Input material start

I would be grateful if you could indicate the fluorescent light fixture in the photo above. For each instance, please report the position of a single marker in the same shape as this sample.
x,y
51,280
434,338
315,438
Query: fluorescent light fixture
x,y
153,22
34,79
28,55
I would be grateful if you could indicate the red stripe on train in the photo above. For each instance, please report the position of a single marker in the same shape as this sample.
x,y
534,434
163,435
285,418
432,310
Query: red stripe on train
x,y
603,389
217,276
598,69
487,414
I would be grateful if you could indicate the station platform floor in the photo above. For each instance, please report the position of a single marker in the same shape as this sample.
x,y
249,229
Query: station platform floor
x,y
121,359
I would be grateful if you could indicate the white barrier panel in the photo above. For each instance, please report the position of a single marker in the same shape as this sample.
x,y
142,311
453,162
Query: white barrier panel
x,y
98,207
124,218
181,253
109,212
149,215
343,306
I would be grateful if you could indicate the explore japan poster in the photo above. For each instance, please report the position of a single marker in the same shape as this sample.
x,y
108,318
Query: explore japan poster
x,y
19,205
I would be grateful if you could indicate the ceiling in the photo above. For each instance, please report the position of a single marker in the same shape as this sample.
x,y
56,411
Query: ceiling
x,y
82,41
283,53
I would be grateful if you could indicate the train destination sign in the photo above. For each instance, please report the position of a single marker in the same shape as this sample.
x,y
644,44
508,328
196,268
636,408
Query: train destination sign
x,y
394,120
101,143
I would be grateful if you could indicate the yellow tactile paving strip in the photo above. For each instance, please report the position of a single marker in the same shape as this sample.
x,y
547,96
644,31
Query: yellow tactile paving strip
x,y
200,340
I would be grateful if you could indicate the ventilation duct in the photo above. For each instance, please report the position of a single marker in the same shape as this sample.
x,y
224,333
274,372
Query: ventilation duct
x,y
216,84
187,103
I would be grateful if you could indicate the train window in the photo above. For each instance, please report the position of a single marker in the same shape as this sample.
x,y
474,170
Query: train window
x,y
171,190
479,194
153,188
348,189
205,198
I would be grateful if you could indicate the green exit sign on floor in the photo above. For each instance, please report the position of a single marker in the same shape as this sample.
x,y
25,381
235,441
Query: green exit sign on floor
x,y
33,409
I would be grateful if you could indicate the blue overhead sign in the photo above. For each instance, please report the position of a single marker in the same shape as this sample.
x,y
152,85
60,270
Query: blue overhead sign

Input material end

Every line from the one containing "I would be grateful if you could indicate the explore" through the last line must be copied exactly; leave out the rest.

I would be grateful if you could indicate the explore japan poster in the photo above. For each instance, please report the position of a single marker in the same shape as this sample.
x,y
108,318
Query: explore japan poster
x,y
19,205
I would be grateful if you could indicate the ceiling in the photo above. For each instance, please report the position of a single marker in the same shape as this sample.
x,y
56,411
Query: ceiling
x,y
82,41
283,53
I would be grateful if you could indicate the train destination sign in the photo above. For each instance, please report the position of a single marker in the same shape as this sample.
x,y
644,44
508,328
196,268
636,408
Query: train destination sign
x,y
394,120
101,143
I would be grateful if you could indicate the yellow tactile paving strip in the photo above. For each instance, please report the position of a single marker in the same shape as this sample.
x,y
547,96
644,31
Query: yellow tactile paving strip
x,y
200,340
I would be grateful if you could indicate the ventilation duct in the photo above. For each instance, please report the position of a single marker in the same shape as this sample.
x,y
224,333
274,372
Query: ventilation duct
x,y
216,84
187,103
I would be grateful if you could indicate the train window in the photo above. For each instance, please report the position of a single marker in the same shape as this sample.
x,y
474,170
Query: train window
x,y
171,190
479,194
153,188
348,189
205,198
I would be grateful if you could indicate the green exit sign on floor in the photo above. For each instance, please report the position of a single marker in the same shape as this sample.
x,y
25,381
235,441
Query: green exit sign on floor
x,y
33,409
I would be grateful if you could indicate the blue overhead sign in the photo above. For each instance, please report the position of a single marker in the same shape as this sample.
x,y
152,85
60,270
Query: blue overhead sign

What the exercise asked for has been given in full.